▸ Dataset records
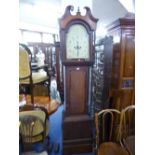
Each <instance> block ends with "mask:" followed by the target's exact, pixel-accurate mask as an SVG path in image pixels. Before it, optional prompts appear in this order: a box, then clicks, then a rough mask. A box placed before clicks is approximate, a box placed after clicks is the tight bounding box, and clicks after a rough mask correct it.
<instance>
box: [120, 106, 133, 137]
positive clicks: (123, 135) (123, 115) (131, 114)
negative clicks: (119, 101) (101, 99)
mask: <svg viewBox="0 0 155 155" xmlns="http://www.w3.org/2000/svg"><path fill="white" fill-rule="evenodd" d="M120 132H121V133H122V134H121V139H122V138H126V137H127V136H130V135H135V105H130V106H128V107H126V108H124V109H122V111H121V119H120Z"/></svg>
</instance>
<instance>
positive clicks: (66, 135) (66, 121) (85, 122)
mask: <svg viewBox="0 0 155 155" xmlns="http://www.w3.org/2000/svg"><path fill="white" fill-rule="evenodd" d="M92 122H93V121H92V119H91V118H90V116H89V115H86V114H85V115H76V116H67V117H64V119H63V155H65V154H66V155H69V154H75V153H86V152H92V148H93V141H92Z"/></svg>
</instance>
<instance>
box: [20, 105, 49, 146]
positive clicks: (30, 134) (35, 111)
mask: <svg viewBox="0 0 155 155" xmlns="http://www.w3.org/2000/svg"><path fill="white" fill-rule="evenodd" d="M47 121H48V118H47V114H46V112H45V111H44V110H43V107H41V108H39V107H37V108H34V109H33V110H26V111H21V112H19V122H20V128H19V132H20V135H21V137H22V142H23V143H34V142H37V141H41V140H42V141H43V140H44V139H45V137H46V136H47Z"/></svg>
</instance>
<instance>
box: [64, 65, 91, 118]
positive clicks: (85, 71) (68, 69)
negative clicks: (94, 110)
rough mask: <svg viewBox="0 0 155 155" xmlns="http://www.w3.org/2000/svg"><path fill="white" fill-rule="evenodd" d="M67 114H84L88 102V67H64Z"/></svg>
mask: <svg viewBox="0 0 155 155" xmlns="http://www.w3.org/2000/svg"><path fill="white" fill-rule="evenodd" d="M66 78H67V79H66V80H67V103H66V106H67V107H66V110H67V111H66V112H67V114H69V115H70V114H85V113H86V112H87V106H86V105H87V102H88V81H89V77H88V67H77V66H75V67H69V66H68V67H66Z"/></svg>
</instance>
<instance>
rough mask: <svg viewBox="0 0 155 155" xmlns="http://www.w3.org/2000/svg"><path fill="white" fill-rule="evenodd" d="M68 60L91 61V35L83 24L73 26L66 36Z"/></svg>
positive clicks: (66, 34) (66, 46) (70, 28)
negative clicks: (90, 34) (75, 59)
mask: <svg viewBox="0 0 155 155" xmlns="http://www.w3.org/2000/svg"><path fill="white" fill-rule="evenodd" d="M66 58H67V59H86V60H88V59H89V34H88V33H87V30H86V28H85V27H84V26H83V25H81V24H75V25H72V26H71V27H70V28H69V31H68V33H67V34H66Z"/></svg>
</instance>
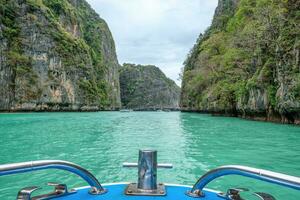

▸ TO DO
Copy the lines of the listing exactly, starting at its first line and stopping after the line that contains "box: [120, 106, 133, 137]". Leave the pictures out.

▸ REPLY
Each <instance> block ends with "mask:" followed by the target's exact, pixel-accurate mask as an SVG path in image pixels. Before it, optional prompts appear in this order: a box, then clicks, then a rough mask. A box placed before clicks is approximate, a box placed after clicks is the tight bounding box, and clicks after a rough mask correct it.
<instance>
box: [120, 106, 133, 137]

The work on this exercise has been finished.